• DOCUMENT TEXT
---+---

You can also use the KLIMB on an incline by only attaching two of the table legs side-by-side. If you are not using a KLIMB, use a lower-to-the-ground substitute. You can do:

  • Front and hind limb targeting.

    • For front limb targeting, your dog places his front limbs on the KLIMB (or other platform) and shifts weight into his rear limbs. This shift to the hind end encourages strength in the rear.

    • For hind limb targeting, your dog places his hind limbs on the platform and shifts more weight into his forelimbs, creating more forelimb muscle.

  • Squat-stands. You might want to find a Certified Canine Fitness Trainer coach to help do this one properly. Your dog starts in a front limb targeting position with his front limbs on the inclined KLIMB and his hind limbs on the ground. Your dog keeps his front paws on the KLIMB during the entire squat. To squat, he bends his back legs so that his bottom almost hits the floor – he then uses power to push back into a stand from the squat! This is similar to your doing squats in your exercise class. Squats are very challenging and good form is key.

---+---

• ENTRIES PROVIDED
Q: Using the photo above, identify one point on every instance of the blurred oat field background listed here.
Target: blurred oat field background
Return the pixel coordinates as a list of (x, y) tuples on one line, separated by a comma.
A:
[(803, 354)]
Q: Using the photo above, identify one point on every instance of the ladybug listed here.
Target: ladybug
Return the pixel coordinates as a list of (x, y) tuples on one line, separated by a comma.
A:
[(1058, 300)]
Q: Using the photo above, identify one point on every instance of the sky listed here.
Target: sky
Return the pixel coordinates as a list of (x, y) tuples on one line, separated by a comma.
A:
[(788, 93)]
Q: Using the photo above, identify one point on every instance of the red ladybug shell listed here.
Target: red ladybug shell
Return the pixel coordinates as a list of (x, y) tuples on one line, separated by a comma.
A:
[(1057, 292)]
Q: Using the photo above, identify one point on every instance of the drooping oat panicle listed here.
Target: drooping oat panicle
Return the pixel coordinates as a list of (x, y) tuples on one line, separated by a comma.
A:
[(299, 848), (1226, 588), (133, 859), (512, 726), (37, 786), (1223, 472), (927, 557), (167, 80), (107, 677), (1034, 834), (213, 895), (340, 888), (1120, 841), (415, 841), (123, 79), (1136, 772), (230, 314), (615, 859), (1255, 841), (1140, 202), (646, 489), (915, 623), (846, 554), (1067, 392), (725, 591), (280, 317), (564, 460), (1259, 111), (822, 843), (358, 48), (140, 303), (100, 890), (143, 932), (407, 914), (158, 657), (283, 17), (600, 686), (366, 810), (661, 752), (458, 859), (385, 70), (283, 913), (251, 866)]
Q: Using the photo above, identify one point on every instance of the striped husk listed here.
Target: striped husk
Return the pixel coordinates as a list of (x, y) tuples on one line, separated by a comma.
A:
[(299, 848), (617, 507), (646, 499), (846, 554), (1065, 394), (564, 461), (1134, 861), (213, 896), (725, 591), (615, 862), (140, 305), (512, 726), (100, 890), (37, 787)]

---+---

• WHAT YOU NEED TO DO
**1)** According to the text on KLIMB exercises for dogs, what does the shift to the hind end during front limb targeting encourage?
**2)** List every exercise described in the text on KLIMB exercises for dogs.
**3)** Carry on the text on KLIMB exercises for dogs from its last sentence.

• OUTPUTS IN ORDER
**1)** Strength in the rear.

**2)** Front limb targeting, hind limb targeting, squat-stands

**3)**
For these two-legged KLIMB exercises, the downward-slanting, lowest side of the KLIMB is between the dog’s hind limbs and forelimbs (under his stomach). If the two-legged KLIMB is too challenging, remove the legs and use the leg-less KLIMB. Just as you can adjust human exercises, you also modify canine exercises based on the needs and level of the dog.

Pairing Equipment

The ability to pair fitness equipment together significantly multiplies the fun level and the challenges! Two favorites are:

  • Creating a tunnel to use for forward crawling! Crawling is an excellent way to work and warm up the full body. Shorter dogs, such as corgis, are often lucky enough to be able to crawl under a four-legged KLIMB (all legs attached). Other dogs may need you to set up two KLIMBs or platforms a few feet apart and to place cavaletti poles or sofa cushions on top – your dog will then crawl between the two KLIMBs and under the poles or cushions. No poles? No problem. Use golf clubs or mop/broom handles! Encourage your dog to crawl through the gap by getting down to his level and calling him through the other side – when he reaches you, he gets a treat!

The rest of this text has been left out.